Task to complete
Give again, word for word, each line below starting at the one that contains "Target: granite countertop" and ending at the one that contains "Task: Where can the kitchen island".

[Data items]
▽

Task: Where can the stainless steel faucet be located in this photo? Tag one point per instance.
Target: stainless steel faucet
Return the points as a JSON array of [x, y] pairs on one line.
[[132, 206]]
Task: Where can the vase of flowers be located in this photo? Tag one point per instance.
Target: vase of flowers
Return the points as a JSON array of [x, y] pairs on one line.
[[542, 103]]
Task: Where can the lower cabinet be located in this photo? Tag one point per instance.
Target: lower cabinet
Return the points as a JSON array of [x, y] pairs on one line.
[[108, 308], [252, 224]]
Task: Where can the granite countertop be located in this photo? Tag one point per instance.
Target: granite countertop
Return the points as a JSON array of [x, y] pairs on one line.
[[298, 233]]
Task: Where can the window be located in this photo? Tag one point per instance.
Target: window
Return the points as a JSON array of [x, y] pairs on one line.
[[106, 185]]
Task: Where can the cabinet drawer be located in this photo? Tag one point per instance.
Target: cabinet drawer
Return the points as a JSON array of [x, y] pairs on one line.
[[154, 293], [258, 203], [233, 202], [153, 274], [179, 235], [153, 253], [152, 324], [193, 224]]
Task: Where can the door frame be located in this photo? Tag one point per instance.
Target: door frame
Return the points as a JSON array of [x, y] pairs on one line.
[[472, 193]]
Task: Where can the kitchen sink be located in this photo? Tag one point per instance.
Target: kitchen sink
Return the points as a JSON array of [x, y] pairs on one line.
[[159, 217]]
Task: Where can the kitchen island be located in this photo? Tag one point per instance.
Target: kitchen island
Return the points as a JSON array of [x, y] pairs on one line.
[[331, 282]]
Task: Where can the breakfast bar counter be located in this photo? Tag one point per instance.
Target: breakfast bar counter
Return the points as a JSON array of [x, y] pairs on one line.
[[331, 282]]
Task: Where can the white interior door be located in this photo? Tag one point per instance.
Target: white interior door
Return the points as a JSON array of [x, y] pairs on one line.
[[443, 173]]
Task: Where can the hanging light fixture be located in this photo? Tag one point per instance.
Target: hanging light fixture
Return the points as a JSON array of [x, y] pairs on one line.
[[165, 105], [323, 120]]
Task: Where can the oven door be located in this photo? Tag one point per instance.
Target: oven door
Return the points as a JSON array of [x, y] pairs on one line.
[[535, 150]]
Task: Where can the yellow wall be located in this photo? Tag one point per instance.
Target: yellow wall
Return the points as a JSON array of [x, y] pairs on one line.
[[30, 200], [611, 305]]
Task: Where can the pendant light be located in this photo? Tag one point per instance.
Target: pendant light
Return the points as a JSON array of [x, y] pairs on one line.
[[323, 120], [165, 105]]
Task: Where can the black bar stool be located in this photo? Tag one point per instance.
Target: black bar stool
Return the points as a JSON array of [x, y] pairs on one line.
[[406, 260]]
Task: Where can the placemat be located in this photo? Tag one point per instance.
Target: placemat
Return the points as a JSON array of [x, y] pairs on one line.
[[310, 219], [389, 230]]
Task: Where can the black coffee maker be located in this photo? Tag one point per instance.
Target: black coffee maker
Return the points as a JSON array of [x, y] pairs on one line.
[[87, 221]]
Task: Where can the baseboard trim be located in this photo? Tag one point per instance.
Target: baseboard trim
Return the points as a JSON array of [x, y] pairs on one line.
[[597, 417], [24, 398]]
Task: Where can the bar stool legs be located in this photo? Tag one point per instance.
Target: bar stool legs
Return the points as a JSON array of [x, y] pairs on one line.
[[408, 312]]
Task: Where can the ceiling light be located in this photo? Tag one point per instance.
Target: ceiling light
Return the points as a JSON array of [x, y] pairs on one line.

△

Exercise response
Target: granite countertop
Return the points as a JSON array of [x, y] pairs on one line.
[[298, 233]]
Task: Where can the window be located in this photo? Tag one point per instance.
Target: window
Return the points as a JSON array of [x, y] pairs on one line.
[[106, 185]]
Task: Where can the cabinet drawer be located in this photo? Tag one point per instance.
Target: cabinet drawer
Return the points as a JSON array of [x, y] pairs on one line.
[[154, 293], [258, 203], [233, 202], [153, 274], [179, 235], [153, 253], [152, 324], [193, 224]]
Task: Where can the door frame be located in this photo? Tag one point per instance.
Target: door frame
Return the points as a JSON array of [x, y] pairs on one line.
[[472, 193]]
Task: Where can the kitchen sink be located in this photo? Tag one point per instance.
Target: kitchen sink
Return the points as a JSON array of [x, y] pairs on one line.
[[159, 217]]
Task: Where can the kitchen island be located in this photo? Tag one point per instance.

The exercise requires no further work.